Vorgegebener Text:
Der Sachverständigenrat zur Begutachtung der gesamtwirtschaftlichen Entwicklung hat wieder zugeschlagen: In seinem Jahresgutachten 2008/2009 empfiehlt das Gremium um Professor Dr. Dr. Bert Rürup ausgerechnet unter dem Titel „Die Finanzkrise meistern - Wachstumskräfte stärken“ die Freigabe des Versorgungsmarktes für Arzneimittel an Apothekenketten.
Derzeit seien die von selbstständigen Apothekern geführten Präsenzapotheken der dominante Absatzkanal für Arzneimittel in Deutschland, heißt es. Die Wissenschaftler greifen tief in die Asservatenkammer: „Diese Vorrangstellung geht letztlich auf das 'Edikt von Salerno' aus dem Jahr 1241 zurück, in dem nicht nur eine strikte Trennung der Berufe Arzt und Apotheker vorgeschrieben wurde, sondern auch festgelegt wurde, dass Ärzte keine Apotheke, sprich keinen Handel mit Arzneimitteln, betreiben dürfen und dass Arzneimittel gesetzlich festgeschriebene Preise haben sollen.“ Welche dieser Vorschriften die Experten noch für verstaubt halten, bleibt im Gutachten offen.

Verfügbare Daten:

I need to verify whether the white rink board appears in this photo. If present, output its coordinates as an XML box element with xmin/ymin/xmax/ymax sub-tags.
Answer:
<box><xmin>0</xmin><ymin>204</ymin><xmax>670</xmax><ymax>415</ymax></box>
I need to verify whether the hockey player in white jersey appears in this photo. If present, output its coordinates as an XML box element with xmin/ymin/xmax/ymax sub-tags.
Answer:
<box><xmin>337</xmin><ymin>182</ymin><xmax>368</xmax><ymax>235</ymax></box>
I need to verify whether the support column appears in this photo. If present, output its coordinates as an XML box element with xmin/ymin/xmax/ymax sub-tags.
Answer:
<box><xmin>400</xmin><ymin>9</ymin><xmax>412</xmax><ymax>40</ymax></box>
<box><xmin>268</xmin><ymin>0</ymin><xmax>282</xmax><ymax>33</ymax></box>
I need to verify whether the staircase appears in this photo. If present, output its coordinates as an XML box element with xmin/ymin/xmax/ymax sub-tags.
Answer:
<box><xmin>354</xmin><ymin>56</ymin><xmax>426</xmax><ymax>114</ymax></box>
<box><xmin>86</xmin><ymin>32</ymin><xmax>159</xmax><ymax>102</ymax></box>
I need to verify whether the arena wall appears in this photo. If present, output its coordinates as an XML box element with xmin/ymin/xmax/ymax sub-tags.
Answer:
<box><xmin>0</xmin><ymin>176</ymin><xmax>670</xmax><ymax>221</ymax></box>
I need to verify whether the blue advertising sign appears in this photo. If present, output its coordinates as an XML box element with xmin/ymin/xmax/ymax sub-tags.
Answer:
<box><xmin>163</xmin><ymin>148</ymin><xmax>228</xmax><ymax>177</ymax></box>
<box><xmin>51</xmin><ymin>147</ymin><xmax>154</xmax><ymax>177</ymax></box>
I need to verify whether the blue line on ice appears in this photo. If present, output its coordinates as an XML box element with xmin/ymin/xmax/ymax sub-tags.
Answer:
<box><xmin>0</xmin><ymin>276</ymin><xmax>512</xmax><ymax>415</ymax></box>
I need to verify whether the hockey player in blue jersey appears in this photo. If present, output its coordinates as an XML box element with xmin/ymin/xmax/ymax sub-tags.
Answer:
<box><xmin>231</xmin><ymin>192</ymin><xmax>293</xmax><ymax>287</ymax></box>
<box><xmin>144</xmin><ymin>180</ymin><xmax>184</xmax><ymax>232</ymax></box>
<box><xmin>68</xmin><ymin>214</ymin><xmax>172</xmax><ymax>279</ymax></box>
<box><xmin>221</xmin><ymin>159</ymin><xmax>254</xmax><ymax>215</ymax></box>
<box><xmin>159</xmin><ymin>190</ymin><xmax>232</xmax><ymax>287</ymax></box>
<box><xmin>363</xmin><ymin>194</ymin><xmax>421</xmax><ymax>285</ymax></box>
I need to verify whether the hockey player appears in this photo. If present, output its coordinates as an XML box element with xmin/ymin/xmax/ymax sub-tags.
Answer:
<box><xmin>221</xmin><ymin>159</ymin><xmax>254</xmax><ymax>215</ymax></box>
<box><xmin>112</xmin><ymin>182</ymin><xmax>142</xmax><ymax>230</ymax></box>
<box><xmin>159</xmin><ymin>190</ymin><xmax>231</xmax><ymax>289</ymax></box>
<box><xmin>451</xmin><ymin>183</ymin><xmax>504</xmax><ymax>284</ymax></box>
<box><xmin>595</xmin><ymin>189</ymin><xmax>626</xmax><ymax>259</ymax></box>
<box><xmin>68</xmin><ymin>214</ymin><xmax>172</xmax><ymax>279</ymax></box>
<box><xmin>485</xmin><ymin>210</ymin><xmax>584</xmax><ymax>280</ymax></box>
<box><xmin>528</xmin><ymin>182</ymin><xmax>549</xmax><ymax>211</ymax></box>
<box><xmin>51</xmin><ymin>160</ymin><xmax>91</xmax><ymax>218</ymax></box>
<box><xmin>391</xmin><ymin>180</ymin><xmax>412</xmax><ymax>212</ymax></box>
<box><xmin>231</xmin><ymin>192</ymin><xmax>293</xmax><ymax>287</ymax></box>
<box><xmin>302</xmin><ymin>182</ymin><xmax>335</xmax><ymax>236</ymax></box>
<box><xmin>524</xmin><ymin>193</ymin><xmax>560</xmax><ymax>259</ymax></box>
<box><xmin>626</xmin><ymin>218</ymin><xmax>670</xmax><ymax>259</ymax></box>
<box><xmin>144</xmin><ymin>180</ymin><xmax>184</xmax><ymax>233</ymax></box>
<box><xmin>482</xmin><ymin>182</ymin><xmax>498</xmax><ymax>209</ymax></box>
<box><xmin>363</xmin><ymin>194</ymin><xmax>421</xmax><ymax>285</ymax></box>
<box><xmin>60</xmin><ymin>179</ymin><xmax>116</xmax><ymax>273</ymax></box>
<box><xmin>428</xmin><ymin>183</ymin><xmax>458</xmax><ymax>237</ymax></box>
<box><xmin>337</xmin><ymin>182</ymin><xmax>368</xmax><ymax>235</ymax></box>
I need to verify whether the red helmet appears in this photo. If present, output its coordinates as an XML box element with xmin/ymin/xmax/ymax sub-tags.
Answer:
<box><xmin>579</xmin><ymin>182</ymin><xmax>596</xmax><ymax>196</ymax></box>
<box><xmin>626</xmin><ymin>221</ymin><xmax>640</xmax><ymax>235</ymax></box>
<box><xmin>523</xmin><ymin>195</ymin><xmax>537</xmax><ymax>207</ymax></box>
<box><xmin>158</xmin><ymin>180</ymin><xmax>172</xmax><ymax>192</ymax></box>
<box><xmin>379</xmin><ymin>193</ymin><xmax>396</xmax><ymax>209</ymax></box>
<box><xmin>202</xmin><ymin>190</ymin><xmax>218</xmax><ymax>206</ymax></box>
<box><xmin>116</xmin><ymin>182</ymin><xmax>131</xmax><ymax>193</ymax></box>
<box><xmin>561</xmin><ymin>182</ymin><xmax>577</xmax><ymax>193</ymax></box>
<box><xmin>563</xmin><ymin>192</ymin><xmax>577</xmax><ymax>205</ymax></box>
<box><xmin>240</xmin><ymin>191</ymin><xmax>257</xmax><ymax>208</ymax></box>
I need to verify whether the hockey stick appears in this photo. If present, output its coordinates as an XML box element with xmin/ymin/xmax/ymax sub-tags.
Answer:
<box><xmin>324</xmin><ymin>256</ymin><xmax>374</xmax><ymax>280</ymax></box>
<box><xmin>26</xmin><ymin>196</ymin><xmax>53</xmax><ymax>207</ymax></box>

Deine Aufgabe: Tausche im Text zum Jahresgutachten des Sachverständigenrats „Apothekenketten“ gegen „Versandapotheken“ aus und gib dabei den Abschnitt zwischen „Der Sachverständigenrat zur“ und „Arzneimittel an Apothekenketten.“ einschließlich wieder. Stütze dich ausschließlich auf den Text.

Lösung:
Der Sachverständigenrat zur Begutachtung der gesamtwirtschaftlichen Entwicklung hat wieder zugeschlagen: In seinem Jahresgutachten 2008/2009 empfiehlt das Gremium um Professor Dr. Dr. Bert Rürup ausgerechnet unter dem Titel „Die Finanzkrise meistern - Wachstumskräfte stärken“ die Freigabe des Versorgungsmarktes für Arzneimittel an Versandapotheken.